* [TASKS TO COMPLETE]
• a. According to the passage about Electric Dreams, why does Miles get himself a computer? Answer in one sentence.
• b. Report how many lines of the entries contain the string "boot", with case counting.

* [SOURCE EXTRACT]
▼

The Eighties got a lot of mileage out of the idea that computers were magic.  I mean, the fundamental principle of Weird Science is that Wyatt has, like, a 386 with a 14.4 modem and a scanner, which he can connect to the Pentagon and make a goddamn genie with it.  Most Hollywood movies today still let computers be magical, but not to the same degree.  And few movies go as full out crazy with the idea as Electric Dreams.

For those not in the know, Electric Dreams is a relatively small, simple movie, in which an architect named Miles (he might be an engineer—something to do with buildings) lives in the downstairs part of a duplex, below gorgeous cellist Virginia Madsen.  And he gets himself a computer so he can design an earthquake brick.  So far, all normal.

It turns into a love triangle with Wyatt and a sentient PC as rivals.

(21) THE LATTER DAY LAFFERTY. Adri’s Book Reviews praises “Six Wakes by Mur Lafferty”.

▲

(Data items)
▼

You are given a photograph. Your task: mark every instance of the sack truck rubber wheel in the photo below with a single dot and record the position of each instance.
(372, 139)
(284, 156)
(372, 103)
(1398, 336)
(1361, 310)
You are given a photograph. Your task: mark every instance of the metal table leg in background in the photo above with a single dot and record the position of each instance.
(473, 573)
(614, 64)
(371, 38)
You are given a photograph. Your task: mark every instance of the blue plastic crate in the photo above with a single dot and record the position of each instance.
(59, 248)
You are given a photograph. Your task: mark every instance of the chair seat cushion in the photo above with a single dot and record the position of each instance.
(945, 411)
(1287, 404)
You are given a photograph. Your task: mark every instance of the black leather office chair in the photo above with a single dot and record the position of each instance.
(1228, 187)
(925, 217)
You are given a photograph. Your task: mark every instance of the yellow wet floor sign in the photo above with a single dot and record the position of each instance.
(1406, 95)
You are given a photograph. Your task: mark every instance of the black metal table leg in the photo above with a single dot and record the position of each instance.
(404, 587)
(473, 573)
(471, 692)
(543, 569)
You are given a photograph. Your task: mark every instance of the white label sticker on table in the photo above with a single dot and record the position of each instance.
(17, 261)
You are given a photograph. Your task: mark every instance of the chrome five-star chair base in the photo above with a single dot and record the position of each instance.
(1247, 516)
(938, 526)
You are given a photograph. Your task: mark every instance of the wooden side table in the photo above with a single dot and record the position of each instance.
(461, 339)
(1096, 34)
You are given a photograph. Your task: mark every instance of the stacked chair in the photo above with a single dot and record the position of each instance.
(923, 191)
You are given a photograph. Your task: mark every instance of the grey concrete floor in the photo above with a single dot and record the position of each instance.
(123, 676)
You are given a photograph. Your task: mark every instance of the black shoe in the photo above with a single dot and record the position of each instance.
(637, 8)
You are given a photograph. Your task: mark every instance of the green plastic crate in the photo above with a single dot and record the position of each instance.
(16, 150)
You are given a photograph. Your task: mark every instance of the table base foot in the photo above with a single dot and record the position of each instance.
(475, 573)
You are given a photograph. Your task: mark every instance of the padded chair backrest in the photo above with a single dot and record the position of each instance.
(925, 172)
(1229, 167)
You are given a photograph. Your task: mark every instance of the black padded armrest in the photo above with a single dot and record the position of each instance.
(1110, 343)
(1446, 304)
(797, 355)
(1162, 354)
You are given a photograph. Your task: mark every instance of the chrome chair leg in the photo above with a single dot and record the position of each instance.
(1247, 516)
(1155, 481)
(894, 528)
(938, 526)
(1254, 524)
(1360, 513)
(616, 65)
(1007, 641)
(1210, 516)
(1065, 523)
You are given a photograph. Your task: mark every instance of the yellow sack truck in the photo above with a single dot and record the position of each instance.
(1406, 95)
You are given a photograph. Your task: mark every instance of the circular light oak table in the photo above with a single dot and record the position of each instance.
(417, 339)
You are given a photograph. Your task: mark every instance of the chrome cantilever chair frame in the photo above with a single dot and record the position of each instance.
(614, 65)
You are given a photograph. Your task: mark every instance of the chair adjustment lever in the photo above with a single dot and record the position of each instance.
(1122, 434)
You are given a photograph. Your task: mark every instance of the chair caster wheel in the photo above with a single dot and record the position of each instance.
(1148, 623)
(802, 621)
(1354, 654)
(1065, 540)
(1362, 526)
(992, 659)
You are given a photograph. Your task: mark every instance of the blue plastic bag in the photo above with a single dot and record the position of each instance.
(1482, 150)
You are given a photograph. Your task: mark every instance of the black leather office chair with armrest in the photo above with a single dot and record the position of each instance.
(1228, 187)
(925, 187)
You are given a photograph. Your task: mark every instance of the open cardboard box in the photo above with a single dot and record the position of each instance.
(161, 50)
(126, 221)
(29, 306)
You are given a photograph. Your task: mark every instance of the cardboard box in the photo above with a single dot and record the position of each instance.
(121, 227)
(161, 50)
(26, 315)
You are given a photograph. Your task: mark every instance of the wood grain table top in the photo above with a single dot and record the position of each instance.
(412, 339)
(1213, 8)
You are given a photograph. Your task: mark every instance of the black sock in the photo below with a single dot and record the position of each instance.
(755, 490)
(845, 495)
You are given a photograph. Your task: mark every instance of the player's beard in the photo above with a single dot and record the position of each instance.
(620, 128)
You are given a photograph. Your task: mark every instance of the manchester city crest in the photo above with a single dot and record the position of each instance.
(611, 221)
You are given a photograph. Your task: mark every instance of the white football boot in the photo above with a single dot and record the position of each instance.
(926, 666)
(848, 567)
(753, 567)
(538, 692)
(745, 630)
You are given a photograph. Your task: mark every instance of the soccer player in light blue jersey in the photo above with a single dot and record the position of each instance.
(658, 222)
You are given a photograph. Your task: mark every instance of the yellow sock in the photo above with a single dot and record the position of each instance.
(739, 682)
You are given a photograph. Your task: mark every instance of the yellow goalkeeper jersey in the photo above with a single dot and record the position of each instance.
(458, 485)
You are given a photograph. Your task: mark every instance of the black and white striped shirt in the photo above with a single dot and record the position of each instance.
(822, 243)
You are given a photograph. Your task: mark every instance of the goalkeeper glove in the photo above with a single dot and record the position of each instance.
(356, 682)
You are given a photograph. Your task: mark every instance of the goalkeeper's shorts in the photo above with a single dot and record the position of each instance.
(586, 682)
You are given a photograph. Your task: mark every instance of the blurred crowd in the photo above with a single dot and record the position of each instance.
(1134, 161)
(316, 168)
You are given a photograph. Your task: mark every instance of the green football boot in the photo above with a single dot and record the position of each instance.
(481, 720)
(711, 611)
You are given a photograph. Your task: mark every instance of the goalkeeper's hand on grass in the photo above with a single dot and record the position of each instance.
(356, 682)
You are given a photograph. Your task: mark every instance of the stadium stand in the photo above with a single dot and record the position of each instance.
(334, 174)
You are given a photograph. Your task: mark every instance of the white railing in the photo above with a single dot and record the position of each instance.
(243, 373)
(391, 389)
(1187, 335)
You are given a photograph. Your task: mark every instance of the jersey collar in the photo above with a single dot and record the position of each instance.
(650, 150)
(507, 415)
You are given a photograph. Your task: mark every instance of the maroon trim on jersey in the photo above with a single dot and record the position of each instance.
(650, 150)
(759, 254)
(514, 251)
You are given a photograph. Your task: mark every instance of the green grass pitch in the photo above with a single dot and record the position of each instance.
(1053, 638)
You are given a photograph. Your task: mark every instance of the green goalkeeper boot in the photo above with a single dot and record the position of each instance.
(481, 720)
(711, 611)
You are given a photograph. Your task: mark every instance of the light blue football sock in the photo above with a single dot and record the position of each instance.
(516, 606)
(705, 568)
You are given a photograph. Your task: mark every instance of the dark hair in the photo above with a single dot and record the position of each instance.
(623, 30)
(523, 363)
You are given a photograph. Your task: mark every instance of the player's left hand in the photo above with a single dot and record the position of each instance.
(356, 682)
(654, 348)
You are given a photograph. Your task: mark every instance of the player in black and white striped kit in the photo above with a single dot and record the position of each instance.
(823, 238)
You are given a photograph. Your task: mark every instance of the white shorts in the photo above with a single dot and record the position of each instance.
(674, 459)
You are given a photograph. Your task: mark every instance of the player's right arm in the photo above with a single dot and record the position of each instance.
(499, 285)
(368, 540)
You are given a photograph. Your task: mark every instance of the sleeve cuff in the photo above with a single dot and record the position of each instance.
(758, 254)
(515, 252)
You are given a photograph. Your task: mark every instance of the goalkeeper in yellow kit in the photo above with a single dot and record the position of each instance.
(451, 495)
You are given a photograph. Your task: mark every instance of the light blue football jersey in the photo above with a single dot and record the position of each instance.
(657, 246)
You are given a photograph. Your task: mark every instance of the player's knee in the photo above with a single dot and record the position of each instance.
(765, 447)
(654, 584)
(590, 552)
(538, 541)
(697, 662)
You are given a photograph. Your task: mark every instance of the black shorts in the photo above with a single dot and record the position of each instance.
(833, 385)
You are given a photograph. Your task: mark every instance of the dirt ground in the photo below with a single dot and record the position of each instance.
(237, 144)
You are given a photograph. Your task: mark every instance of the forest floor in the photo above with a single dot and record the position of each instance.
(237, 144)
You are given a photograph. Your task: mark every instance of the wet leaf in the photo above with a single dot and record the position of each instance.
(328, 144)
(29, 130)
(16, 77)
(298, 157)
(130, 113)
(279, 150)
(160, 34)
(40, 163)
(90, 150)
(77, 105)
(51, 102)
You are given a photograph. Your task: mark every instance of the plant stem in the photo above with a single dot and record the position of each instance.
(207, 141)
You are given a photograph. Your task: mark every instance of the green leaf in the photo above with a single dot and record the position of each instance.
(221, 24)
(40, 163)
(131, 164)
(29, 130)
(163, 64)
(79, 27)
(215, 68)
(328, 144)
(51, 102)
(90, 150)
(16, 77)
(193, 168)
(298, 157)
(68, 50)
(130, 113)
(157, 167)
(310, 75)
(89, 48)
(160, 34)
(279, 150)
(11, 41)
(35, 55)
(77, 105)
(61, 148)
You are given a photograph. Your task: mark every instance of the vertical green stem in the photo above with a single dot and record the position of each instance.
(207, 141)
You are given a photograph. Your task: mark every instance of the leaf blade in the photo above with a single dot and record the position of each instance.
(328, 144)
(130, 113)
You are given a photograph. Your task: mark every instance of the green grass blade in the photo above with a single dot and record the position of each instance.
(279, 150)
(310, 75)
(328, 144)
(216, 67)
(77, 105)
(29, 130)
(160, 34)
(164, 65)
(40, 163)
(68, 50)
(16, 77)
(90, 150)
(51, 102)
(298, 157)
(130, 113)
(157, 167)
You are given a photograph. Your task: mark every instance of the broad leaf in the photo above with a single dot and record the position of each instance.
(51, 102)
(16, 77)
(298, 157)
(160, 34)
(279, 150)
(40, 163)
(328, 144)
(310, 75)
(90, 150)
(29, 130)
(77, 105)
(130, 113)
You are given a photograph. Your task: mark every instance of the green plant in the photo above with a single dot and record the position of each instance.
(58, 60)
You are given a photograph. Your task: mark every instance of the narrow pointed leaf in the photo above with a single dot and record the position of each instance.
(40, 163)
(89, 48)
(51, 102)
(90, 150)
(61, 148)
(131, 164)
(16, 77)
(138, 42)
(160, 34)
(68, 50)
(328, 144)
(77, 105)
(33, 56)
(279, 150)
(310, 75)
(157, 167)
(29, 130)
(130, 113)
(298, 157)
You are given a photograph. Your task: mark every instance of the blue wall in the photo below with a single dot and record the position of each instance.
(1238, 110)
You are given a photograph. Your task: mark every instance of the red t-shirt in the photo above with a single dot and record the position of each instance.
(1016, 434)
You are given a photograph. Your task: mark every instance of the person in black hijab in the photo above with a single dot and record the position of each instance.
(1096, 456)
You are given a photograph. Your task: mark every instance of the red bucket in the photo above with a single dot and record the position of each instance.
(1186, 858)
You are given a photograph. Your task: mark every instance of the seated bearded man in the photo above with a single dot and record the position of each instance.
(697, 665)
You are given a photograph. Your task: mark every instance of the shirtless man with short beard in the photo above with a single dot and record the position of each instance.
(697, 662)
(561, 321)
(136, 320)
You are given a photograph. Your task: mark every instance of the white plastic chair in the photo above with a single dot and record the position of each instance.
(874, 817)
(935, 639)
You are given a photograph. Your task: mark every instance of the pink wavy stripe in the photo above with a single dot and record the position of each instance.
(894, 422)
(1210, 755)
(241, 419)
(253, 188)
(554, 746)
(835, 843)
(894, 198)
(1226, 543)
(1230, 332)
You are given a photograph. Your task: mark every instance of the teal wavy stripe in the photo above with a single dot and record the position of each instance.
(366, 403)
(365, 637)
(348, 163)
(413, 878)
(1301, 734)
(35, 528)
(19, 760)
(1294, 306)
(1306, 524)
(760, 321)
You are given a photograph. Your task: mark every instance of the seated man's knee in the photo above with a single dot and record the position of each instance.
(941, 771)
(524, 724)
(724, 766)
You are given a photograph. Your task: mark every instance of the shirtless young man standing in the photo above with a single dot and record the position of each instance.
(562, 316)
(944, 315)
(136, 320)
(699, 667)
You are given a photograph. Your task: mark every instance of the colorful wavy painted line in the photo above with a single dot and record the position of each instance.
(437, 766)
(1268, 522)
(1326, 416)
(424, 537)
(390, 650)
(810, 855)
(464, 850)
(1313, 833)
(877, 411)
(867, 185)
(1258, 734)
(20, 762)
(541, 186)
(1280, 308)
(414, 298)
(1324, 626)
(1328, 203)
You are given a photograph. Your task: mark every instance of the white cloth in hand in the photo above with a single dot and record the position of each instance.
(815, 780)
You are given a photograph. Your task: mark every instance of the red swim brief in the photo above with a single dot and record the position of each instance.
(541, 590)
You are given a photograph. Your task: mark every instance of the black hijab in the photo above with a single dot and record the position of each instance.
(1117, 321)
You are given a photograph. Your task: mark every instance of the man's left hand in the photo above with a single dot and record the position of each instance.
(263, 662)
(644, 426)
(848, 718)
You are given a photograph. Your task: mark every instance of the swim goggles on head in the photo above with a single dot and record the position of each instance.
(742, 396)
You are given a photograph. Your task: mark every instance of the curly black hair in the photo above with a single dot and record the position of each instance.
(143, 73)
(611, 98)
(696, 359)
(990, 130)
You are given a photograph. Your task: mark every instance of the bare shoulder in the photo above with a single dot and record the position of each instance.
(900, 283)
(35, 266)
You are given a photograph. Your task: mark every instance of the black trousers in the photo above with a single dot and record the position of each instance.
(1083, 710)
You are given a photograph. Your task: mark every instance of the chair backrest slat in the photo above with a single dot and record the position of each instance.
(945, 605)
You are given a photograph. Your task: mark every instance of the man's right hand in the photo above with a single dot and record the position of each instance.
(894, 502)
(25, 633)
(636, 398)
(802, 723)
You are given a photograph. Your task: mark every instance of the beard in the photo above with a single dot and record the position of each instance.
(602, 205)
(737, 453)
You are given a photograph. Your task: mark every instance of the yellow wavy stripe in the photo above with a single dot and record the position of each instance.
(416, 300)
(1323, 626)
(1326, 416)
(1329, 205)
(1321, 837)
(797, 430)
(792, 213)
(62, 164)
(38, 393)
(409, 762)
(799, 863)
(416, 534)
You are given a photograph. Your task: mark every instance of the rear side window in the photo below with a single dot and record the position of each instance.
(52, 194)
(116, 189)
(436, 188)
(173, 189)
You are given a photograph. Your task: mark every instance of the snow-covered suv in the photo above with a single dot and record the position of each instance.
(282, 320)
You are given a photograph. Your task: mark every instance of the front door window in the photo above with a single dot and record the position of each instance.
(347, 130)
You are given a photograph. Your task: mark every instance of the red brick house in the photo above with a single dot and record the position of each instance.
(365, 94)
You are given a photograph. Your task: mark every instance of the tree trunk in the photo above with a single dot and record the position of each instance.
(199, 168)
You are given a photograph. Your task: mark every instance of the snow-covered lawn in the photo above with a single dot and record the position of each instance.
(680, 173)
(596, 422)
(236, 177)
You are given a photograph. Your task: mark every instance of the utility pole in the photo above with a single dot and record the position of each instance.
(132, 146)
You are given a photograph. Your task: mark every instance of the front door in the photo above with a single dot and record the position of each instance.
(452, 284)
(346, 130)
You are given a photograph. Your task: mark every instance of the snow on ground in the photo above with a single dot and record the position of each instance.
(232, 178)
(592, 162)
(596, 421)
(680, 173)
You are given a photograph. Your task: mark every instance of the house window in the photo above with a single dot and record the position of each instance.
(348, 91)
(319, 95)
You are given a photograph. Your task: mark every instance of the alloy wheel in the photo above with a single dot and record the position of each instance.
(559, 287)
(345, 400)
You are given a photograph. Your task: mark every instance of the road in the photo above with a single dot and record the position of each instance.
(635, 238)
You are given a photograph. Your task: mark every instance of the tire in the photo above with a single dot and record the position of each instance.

▲

* [THE SOLUTIONS]
• a. Miles gets himself a computer so he can design an earthquake brick.

• b. 3